::: Texto selecionado :::
Quando um judeu escreve em alemão, ele está mentindo (frase colocada no quadro de avisos da Universidade de Leipzig em 1933)
Manter a rotina de escrita que se iniciava às 3h30 da madrugada, preservando o hábito da elaboração de um diário iniciado aos 16 anos de idade. Ter vivido para ver a publicação das leis raciais de Nuremberg em 1935 e a proibição de frequentar bibliotecas públicas em 1938. Ver a sua casa confiscada em 1940 e, a partir de 1941, ser obrigado a usar a estrela de David em público.
::: Entradas extraídas :::
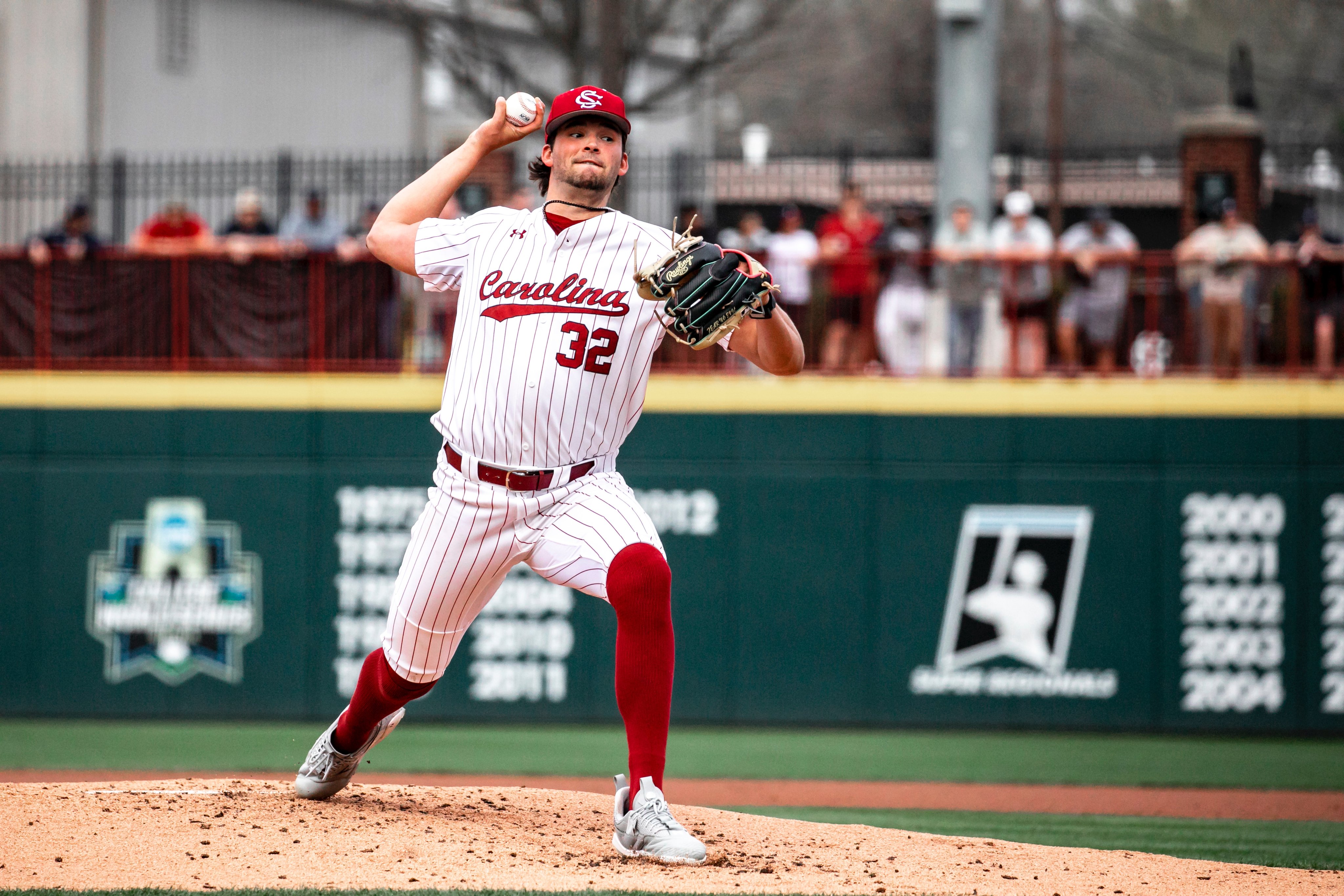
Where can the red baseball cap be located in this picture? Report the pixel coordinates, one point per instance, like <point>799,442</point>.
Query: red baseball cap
<point>588,101</point>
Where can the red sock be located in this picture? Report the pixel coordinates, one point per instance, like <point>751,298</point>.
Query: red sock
<point>639,585</point>
<point>380,694</point>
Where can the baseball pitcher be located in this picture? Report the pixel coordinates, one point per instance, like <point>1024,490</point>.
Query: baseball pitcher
<point>561,312</point>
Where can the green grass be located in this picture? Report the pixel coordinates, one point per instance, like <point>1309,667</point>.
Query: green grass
<point>1287,844</point>
<point>699,753</point>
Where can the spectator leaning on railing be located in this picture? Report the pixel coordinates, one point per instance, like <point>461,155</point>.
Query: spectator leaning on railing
<point>792,252</point>
<point>248,219</point>
<point>1100,250</point>
<point>173,232</point>
<point>1226,252</point>
<point>1320,264</point>
<point>846,238</point>
<point>312,226</point>
<point>900,320</point>
<point>960,248</point>
<point>1023,242</point>
<point>74,238</point>
<point>248,233</point>
<point>351,246</point>
<point>750,236</point>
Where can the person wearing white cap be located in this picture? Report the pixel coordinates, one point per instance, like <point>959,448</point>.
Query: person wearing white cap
<point>1023,242</point>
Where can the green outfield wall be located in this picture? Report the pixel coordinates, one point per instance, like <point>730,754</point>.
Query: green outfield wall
<point>1171,573</point>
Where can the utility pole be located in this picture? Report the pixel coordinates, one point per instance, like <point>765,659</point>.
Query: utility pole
<point>612,34</point>
<point>1056,119</point>
<point>967,103</point>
:::
# [Objetivo do exercício]
Responda às perguntas com base no texto selecionado.
1. Em que ano a frase foi colocada no quadro de avisos da Universidade de Leipzig?
2. A que horas da madrugada começava a rotina de escrita?
3. Em que ano veio a proibição de frequentar bibliotecas públicas?

# [Resultado final]
1. Em 1933.
2. Às 3h30.
3. Em 1938.